▼

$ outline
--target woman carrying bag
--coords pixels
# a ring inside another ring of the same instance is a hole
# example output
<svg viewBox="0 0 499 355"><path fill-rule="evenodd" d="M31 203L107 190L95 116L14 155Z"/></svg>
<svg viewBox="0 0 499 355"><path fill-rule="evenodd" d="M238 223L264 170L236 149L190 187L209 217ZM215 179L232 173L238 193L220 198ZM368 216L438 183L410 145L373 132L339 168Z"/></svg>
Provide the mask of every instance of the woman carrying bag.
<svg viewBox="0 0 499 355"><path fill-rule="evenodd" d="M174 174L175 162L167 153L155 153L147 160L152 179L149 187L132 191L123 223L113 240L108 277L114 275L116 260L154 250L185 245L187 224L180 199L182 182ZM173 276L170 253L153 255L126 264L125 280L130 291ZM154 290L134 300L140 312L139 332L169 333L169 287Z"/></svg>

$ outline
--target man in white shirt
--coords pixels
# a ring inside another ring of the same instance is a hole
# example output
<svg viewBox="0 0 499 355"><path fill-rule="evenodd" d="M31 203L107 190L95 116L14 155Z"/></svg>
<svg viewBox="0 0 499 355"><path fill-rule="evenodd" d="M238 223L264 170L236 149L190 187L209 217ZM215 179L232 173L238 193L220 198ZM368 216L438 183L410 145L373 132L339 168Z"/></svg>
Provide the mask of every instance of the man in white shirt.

▲

Task brief →
Copy each of the records above line for line, with no changes.

Written solution →
$ outline
--target woman carrying bag
--coords pixels
# a ring inside another ring of the same instance is a hole
# example output
<svg viewBox="0 0 499 355"><path fill-rule="evenodd" d="M31 203L107 190L95 116L14 155Z"/></svg>
<svg viewBox="0 0 499 355"><path fill-rule="evenodd" d="M238 223L264 170L236 149L190 187L209 217ZM215 179L232 173L238 193L220 198ZM368 216L438 183L410 145L373 132L339 168Z"/></svg>
Provide the mask of every instance of the woman carrying bag.
<svg viewBox="0 0 499 355"><path fill-rule="evenodd" d="M174 174L175 162L167 153L155 153L147 160L152 179L149 187L132 191L123 223L113 240L108 277L114 275L116 260L154 250L185 245L187 224L180 199L182 182ZM173 276L170 253L153 255L126 264L125 280L130 291ZM154 290L134 300L140 312L139 332L169 333L169 287Z"/></svg>

$ outline
--target man in white shirt
--coords pixels
# a ring inside another ring of the same instance is a hole
# example output
<svg viewBox="0 0 499 355"><path fill-rule="evenodd" d="M31 203L107 190L95 116L14 155Z"/></svg>
<svg viewBox="0 0 499 355"><path fill-rule="evenodd" d="M238 223L264 170L236 149L190 187L209 217ZM215 179L232 173L238 193L220 198ZM368 216L438 183L410 145L373 132L339 168Z"/></svg>
Provide the mask of every instance of the man in white shirt.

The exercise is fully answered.